• **Written task**
Reproduce every row below word for word, leaving out the pictures.

• **Data listing**
## Begin

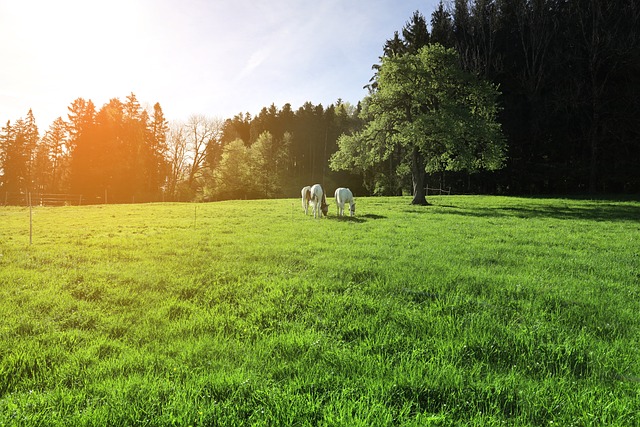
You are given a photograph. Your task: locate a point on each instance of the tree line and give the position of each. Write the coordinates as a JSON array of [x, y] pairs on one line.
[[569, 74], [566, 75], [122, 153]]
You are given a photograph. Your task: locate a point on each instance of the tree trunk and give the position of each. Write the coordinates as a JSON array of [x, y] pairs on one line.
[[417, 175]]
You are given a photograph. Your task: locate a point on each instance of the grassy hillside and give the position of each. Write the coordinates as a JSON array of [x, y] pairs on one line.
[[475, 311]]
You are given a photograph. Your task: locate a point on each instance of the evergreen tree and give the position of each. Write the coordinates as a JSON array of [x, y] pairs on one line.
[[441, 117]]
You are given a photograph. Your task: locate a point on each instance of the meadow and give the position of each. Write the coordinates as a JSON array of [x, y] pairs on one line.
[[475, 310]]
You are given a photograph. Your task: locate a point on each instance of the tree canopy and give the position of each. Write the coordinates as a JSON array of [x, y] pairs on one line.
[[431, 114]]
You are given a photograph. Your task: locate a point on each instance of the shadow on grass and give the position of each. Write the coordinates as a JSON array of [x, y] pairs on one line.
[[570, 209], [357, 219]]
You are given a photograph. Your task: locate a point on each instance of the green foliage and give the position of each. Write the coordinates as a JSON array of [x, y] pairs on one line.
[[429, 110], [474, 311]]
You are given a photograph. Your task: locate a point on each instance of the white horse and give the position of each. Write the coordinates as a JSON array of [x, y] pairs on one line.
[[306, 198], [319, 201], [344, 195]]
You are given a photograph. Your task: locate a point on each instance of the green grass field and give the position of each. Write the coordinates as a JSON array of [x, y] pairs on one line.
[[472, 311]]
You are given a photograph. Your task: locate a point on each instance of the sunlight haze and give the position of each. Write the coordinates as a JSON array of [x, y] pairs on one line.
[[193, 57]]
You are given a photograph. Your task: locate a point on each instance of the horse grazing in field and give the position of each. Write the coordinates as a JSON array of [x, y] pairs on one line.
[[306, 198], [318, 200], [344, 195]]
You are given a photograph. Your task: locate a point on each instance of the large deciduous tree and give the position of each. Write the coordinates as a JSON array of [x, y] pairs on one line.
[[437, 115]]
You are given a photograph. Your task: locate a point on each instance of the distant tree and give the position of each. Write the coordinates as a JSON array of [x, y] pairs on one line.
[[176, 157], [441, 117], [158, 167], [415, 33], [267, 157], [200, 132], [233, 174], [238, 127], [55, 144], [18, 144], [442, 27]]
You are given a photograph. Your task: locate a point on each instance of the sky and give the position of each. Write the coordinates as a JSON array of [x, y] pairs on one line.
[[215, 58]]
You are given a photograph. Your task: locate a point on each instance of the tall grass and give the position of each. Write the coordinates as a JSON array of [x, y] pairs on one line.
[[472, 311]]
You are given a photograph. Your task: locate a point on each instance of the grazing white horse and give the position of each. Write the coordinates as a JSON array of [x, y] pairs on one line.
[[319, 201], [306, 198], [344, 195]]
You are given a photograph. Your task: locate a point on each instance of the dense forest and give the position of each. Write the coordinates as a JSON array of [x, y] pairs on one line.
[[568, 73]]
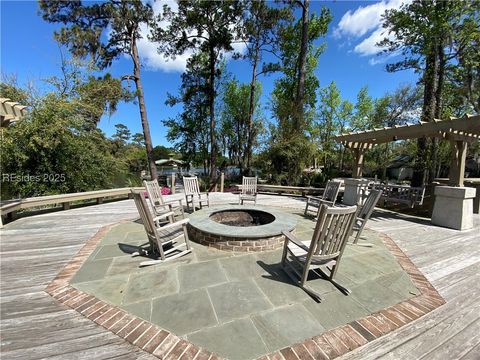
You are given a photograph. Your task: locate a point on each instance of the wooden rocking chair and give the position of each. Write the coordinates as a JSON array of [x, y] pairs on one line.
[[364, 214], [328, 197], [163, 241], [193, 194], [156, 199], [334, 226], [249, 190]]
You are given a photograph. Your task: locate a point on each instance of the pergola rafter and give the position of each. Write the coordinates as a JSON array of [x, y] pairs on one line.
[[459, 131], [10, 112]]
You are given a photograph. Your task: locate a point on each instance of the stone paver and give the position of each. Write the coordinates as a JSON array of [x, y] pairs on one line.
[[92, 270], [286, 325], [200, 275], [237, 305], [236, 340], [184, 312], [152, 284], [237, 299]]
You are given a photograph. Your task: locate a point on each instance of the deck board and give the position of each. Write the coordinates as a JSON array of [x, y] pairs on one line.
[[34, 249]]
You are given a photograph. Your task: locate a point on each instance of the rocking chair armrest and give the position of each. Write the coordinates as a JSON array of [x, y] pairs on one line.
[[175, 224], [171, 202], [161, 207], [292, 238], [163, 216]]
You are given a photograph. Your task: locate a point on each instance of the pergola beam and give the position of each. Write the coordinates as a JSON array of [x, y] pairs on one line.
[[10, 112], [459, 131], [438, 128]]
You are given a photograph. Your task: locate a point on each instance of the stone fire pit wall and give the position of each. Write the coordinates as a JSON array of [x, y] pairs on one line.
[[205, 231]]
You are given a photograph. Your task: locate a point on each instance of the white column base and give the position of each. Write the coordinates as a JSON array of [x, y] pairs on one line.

## End

• **Completed task**
You are given a photograph. Your task: locate a point on each instance of the tree line and give the position of each. Write the coordinates as a JSON array of [x, y] pairs on one line.
[[569, 74], [566, 75], [122, 153]]
You are given a photograph. Your task: locate a point on each instance of the tree trunk and give the position of each. Write the coordinates as a JSON array of [x, y] pairs on one line.
[[417, 175]]
You are given a photograph. Your task: locate a point on each instance of the grassy hillside and give the position of each. Write the coordinates as a JSON array of [x, y] pairs on one line.
[[475, 311]]
You are given a photograph. Your task: locate a point on each instance of the evergreen tree and give the position of each. Write the coordinates as a JSON array of [x, y] pairs on one line.
[[441, 117]]
You are given a photograph. Your task: locate a point on each instance of the meadow and give the position of each. Write the coordinates as a JSON array of [x, y] pairs on one line.
[[475, 310]]
You are given a photograph. Your task: locate a point on each instance of the tree canopy and give the position of each. Write the coordinates as a JSON array of [x, y] pairs on one line.
[[431, 114]]
You are given a photograph. Your task: locate a point on each instance of the shadow on grass and give the position of each. Write the coordinates as a JSON array of [x, y] pairs on one line.
[[570, 209], [357, 219]]
You are given a photograph. Your task: locate a point on each instance of the green foliage and give the position of each. Write the coordinates as a JSON array of [x, y] pairs on one line.
[[429, 110], [474, 311]]
You are given a photograph. Your task: locate a point on each instance of the white horse and give the position of each. Write the coordinates as a JSON array of [x, y] pairs on one line.
[[306, 198], [319, 201], [344, 195]]
You are given a photograph. Your task: locate a point on each instance of the green grass field and give the position of each. Write the coordinates as a JSON array of [x, y] pairs on one line.
[[472, 311]]
You are given a photograph. Your task: locate a point on each instance of the sunlight haze and give the position of each. Write the coordinates as a JSON array of [x, y] pairs on one line.
[[193, 57]]
You are given a photograph. Your task: locate a point on each instance of the horse grazing in field and give the position of each. Write the coordinates as a JSON array of [x, y] pairs on one line.
[[306, 198], [318, 200], [344, 195]]
You are given a photograph. Your task: locate a point on each instance of the large deciduous tree and give the position of each. Write the coordinates as a JSON array of [x, y] pairs on one line.
[[437, 115]]
You are given a photograph. Your task: locate a point on each instance of the distant tree and give the position of each. Write the coordinates as a JSON array of [x, y] pairs on one line.
[[176, 157], [441, 117], [158, 167], [415, 33], [267, 157], [200, 132], [233, 174], [238, 127], [55, 144], [18, 144], [442, 27]]
You are given a photograph. Your task: locate a point on each instance of the sky and give the position of each. Write the coordinates as a JSON array of [x, y] pairs on one line.
[[215, 58]]
You are given a photograph. Your task: locate a point on each instance of the tall grass and give the position of each. Write the coordinates as a JSON array of [x, y] pairs on one line.
[[472, 311]]
You are given a photograph. Your task: locate a point on each instance of the grazing white horse and give the position of each. Write the coordinates as a JSON array of [x, y] pairs on one line.
[[319, 201], [306, 198], [344, 195]]
You are given a photograph. Your task: locate a point on each instance of the dense forest and give the position of each. Write the coordinates as a JSON array of [x, y] pairs on one line.
[[568, 73]]
You are given a photograph. Your task: locate a point on each instance of the wooden rocking chair and give the position of each. Write the coordinates as a JSON array of [x, y] pairs on one line.
[[364, 214], [328, 197], [163, 241], [193, 194], [156, 199], [334, 226], [249, 190]]
You are given a photograph. Your task: locate a point on each instance of the pergola rafter and give the position of each. Write the coordinates as a JSON array of [x, y] pairs on one line.
[[459, 131], [10, 112]]
You are given a photograph. Your task: locate a point on each instance of the stone paver and give the position of each. Write the coordinates as a JSON array of [x, y] pairs on one line.
[[92, 270], [286, 325], [200, 275], [237, 305], [236, 340], [184, 312], [152, 284], [237, 299]]
You are given a photograph. Your task: locate a point on each instance of the deck board and give the position of each. Write the coordinates as a JSON array of [x, y] pairs on one line.
[[34, 249]]
You are given a photograph. Your task: locate a point on each instance of the rocking chair armrest and give the position of each. Write the coordinates as a JSON array of [x, y] pairs on one line.
[[175, 224], [171, 202], [161, 207], [292, 238], [163, 216]]
You are given a photograph. Your task: locate a point on each instance of the pergola beam and give the position of each. Write the coordinates as a JSON array of [x, y] pairs on one line.
[[10, 112], [459, 131], [438, 128]]
You are given a photograph. Your task: locate a point on each instance of the stone fire pit wall and give the position of each. Write the coordinates as a JSON array of [x, y] pairs on one line.
[[205, 231]]
You are given a photograph. Your task: locate a point on each instance of the white column base and give the position of each. Write the coordinates as a JSON array of [x, y] pairs on one line.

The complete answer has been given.